Excerpt:
::::::::::
# 2003 AMC 12A Problems/Problem 24

## Problem

If $a\geq b > 1,$ what is the largest possible value of $\log_{a}(a/b) + \log_{b}(b/a)?$ $\mathrm{(A)}\ -2 \qquad \mathrm{(B)}\ 0 \qquad \mathrm{(C)}\ 2 \qquad \mathrm{(D)}\ 3 \qquad \mathrm{(E)}\ 4$

## Solution

Using logarithmic rules, we see that $$\log_{a}a-\log_{a}b+\log_{b}b-\log_{b}a = 2-(\log_{a}b+\log_{b}a)$$ $$=2-\left(\log_{a}b+\frac {1}{\log_{a}b}\right)$$

Since $a$ and $b$ are both greater than $1$, using AM-GM gives that the term in parentheses must be at least $2$, so the largest possible values is $2-2=0 \Rightarrow \boxed{\textbf{B}}.$

Note that the maximum occurs when $a=b$.

## Solution 2 (More Algebraic)

Similar to the previous solution, we use our logarithmic rules and start off the same way. $$\log_{a}a-\log_{a}b+\log_{b}b-\log_{b}a = 2-(\log_{a}b+\log_{b}a)$$

However, now, we use a different logarithmic rule stating that $\log_{a}b$ is simply equal to $\frac {\log_{10}b}{\log_{10}a}$. With this, we can rewrite our previous equation to give us $$2-(\log_{a}b+\log_{b}a) = 2 - \left(\frac {\log_{10}b}{\log_{10}a} + \frac {\log_{10}a}{\log_{10}b}\right)$$.
::::::::::
Excerpted data:
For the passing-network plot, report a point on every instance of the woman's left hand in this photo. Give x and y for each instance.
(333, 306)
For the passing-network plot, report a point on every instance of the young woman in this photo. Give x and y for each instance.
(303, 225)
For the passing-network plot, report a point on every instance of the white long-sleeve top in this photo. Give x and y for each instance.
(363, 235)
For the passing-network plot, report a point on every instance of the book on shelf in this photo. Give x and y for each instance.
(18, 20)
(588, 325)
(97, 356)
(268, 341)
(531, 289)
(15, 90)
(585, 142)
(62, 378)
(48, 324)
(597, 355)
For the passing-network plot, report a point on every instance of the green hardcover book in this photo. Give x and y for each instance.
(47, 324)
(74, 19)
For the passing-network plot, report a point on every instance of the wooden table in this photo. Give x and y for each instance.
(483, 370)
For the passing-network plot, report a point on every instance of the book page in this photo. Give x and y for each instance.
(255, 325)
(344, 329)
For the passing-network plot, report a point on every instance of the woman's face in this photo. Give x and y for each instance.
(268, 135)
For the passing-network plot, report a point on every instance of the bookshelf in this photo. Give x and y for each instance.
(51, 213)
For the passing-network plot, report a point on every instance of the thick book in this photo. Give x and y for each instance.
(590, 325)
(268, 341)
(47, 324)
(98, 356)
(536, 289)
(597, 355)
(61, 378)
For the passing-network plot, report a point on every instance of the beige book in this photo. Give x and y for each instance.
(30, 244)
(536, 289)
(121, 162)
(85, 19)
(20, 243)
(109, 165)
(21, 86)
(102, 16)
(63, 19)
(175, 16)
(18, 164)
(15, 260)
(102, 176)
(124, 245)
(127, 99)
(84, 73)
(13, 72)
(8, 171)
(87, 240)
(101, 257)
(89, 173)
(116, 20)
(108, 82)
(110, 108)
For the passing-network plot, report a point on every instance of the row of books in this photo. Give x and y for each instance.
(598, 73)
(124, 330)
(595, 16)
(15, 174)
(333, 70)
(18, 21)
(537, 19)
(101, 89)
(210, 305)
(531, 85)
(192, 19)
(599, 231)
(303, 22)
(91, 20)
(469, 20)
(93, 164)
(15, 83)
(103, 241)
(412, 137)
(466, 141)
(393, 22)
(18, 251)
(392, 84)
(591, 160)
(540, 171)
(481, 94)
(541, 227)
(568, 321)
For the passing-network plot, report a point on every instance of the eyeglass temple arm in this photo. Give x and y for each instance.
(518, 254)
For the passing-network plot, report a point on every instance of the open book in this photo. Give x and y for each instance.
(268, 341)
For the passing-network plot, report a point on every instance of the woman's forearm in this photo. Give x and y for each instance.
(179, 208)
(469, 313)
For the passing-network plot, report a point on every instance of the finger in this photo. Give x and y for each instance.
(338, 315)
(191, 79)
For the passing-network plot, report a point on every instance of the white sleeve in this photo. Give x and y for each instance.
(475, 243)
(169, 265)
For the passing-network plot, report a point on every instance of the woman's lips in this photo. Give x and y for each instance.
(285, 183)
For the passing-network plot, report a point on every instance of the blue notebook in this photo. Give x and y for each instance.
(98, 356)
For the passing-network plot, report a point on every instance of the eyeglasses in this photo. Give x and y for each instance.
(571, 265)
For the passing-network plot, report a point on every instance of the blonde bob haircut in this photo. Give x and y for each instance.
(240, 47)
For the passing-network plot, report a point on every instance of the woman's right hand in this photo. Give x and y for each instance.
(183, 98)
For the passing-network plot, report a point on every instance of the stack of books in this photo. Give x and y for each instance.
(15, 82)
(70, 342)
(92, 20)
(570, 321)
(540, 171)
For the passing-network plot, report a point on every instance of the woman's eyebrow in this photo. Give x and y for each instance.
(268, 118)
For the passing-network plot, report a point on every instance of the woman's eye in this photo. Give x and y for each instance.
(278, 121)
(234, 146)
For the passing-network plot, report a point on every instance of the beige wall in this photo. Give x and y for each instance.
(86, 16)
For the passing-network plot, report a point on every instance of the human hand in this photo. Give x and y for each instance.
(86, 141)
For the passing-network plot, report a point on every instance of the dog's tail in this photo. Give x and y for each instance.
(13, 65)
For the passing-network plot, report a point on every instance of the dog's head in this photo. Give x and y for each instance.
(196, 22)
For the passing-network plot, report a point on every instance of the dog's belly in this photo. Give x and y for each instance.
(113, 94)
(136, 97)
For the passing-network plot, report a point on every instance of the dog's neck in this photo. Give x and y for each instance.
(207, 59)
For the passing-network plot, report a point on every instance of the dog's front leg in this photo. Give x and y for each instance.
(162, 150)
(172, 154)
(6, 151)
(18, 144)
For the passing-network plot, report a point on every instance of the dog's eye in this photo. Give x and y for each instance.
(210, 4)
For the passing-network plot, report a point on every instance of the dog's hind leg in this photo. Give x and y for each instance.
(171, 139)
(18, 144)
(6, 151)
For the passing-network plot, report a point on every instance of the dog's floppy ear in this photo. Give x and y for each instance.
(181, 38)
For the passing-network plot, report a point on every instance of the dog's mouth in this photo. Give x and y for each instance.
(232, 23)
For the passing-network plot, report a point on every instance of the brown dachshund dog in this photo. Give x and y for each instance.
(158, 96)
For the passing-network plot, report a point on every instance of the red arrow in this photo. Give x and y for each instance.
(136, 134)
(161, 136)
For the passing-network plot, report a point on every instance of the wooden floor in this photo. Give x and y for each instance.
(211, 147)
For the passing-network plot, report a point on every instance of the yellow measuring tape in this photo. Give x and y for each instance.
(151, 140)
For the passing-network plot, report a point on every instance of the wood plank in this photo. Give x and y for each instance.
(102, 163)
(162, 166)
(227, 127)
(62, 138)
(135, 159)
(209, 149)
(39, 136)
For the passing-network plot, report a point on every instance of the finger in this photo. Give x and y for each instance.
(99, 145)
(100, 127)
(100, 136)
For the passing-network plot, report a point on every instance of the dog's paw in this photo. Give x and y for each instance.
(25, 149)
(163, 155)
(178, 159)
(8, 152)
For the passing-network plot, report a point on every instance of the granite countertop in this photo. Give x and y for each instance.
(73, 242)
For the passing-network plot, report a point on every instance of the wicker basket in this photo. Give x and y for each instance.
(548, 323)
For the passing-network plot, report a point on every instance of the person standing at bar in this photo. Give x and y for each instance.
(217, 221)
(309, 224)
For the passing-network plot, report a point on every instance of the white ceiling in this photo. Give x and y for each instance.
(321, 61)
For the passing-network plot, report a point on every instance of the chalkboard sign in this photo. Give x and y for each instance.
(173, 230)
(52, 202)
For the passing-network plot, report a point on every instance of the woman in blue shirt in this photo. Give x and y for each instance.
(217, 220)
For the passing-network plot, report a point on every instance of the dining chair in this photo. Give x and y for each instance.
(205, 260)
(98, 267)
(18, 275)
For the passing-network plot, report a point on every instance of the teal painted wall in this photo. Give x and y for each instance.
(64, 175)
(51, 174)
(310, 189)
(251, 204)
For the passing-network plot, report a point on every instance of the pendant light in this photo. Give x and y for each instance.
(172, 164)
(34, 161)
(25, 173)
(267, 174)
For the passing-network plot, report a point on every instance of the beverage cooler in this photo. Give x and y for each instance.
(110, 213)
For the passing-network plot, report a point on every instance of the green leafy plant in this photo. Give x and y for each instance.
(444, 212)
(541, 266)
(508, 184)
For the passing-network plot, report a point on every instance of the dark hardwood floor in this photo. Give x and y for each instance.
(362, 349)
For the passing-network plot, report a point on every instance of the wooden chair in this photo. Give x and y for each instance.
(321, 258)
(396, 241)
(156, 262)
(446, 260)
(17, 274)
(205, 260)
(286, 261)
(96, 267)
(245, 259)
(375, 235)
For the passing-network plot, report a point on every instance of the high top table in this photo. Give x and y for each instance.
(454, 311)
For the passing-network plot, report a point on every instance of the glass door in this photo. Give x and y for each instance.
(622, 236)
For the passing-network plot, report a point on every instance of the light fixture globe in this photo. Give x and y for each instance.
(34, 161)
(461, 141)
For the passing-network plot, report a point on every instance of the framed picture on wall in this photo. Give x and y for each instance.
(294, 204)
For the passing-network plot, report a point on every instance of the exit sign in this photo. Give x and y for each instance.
::::::::::
Exercise set:
1. According to the problem page, under what condition does the maximum occur?
2. Write out the passage of the problem page exactly, starting with "If $a\geq b" and going on through "occurs when $a=b$.".

Answers to the exercises:
1. The maximum occurs when a = b.

2.
If $a\geq b > 1,$ what is the largest possible value of $\log_{a}(a/b) + \log_{b}(b/a)?$ $\mathrm{(A)}\ -2 \qquad \mathrm{(B)}\ 0 \qquad \mathrm{(C)}\ 2 \qquad \mathrm{(D)}\ 3 \qquad \mathrm{(E)}\ 4$

## Solution

Using logarithmic rules, we see that $$\log_{a}a-\log_{a}b+\log_{b}b-\log_{b}a = 2-(\log_{a}b+\log_{b}a)$$ $$=2-\left(\log_{a}b+\frac {1}{\log_{a}b}\right)$$

Since $a$ and $b$ are both greater than $1$, using AM-GM gives that the term in parentheses must be at least $2$, so the largest possible values is $2-2=0 \Rightarrow \boxed{\textbf{B}}.$

Note that the maximum occurs when $a=b$.